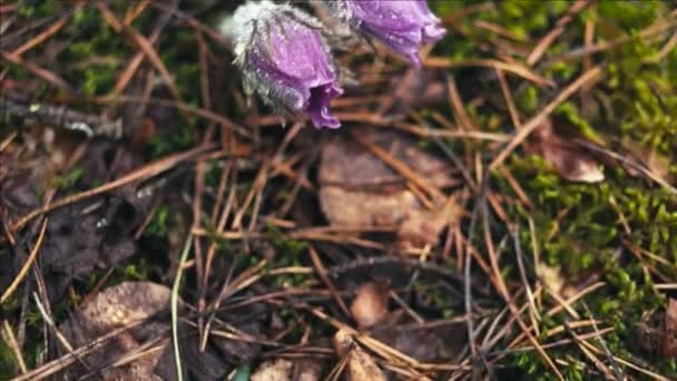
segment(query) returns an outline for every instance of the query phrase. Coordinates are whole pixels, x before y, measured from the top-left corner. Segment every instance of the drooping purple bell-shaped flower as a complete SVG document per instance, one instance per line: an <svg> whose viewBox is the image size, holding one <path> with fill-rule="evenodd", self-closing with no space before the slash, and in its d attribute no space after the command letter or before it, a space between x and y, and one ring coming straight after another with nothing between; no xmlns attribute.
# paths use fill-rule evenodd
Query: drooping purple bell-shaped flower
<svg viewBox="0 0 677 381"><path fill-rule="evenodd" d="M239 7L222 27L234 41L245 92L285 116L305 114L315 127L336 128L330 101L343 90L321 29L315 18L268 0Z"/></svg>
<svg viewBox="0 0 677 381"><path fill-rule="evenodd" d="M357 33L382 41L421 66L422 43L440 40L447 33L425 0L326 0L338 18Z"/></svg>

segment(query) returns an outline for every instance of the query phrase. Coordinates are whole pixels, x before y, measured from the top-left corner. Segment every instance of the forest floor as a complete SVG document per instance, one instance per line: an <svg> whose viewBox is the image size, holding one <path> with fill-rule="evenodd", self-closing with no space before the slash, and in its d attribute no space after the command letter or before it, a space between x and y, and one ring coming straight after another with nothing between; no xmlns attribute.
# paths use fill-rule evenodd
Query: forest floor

___

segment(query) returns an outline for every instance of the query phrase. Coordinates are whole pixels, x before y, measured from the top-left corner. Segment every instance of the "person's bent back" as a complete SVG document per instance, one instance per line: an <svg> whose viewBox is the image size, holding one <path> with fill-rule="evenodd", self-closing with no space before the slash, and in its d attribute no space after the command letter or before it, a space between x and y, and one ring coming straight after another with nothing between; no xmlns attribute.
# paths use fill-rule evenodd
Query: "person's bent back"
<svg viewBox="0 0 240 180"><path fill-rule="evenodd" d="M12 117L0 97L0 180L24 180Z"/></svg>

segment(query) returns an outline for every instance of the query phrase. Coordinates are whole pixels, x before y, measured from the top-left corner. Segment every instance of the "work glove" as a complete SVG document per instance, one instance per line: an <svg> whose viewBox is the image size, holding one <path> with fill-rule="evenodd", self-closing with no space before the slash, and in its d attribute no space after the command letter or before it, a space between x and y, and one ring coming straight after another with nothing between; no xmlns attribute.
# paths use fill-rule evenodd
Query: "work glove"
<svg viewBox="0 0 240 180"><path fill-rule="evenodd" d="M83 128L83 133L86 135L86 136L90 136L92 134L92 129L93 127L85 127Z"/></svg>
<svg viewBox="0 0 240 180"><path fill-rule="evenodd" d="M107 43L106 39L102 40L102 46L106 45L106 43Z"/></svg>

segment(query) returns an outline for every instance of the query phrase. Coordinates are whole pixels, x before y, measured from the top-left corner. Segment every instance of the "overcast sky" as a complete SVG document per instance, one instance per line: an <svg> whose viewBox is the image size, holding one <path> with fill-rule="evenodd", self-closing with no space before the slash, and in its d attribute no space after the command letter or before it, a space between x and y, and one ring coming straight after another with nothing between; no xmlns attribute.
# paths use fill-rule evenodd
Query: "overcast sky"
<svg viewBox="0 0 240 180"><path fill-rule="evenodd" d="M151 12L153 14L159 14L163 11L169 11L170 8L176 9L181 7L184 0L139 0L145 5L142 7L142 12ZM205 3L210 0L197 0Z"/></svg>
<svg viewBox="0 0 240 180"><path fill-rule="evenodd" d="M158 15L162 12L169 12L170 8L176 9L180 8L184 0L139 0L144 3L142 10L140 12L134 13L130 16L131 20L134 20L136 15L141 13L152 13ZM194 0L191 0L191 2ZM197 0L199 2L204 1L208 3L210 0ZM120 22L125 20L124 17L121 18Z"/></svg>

___

### Task details
Can you rewrite the rows from the line containing "of the forest" up to and including the line containing "Query: forest floor" as a numbered list, leaving out any blank lines?

### Answer for the task
1. segment(query) returns an outline for every instance of the query phrase. Coordinates are whole pixels, x before y, measured from the top-left corner. Segment every instance of the forest floor as a complete SVG document per instance, one instance per line: an <svg> whose viewBox is the image size, holding one <path> with fill-rule="evenodd", self-closing with no space before the slash, and in its d attribute no space after the command letter or before it, a space between x and y, and one ring coming straight after another with nothing between; no xmlns attribute.
2. # paths use fill-rule evenodd
3. Query: forest floor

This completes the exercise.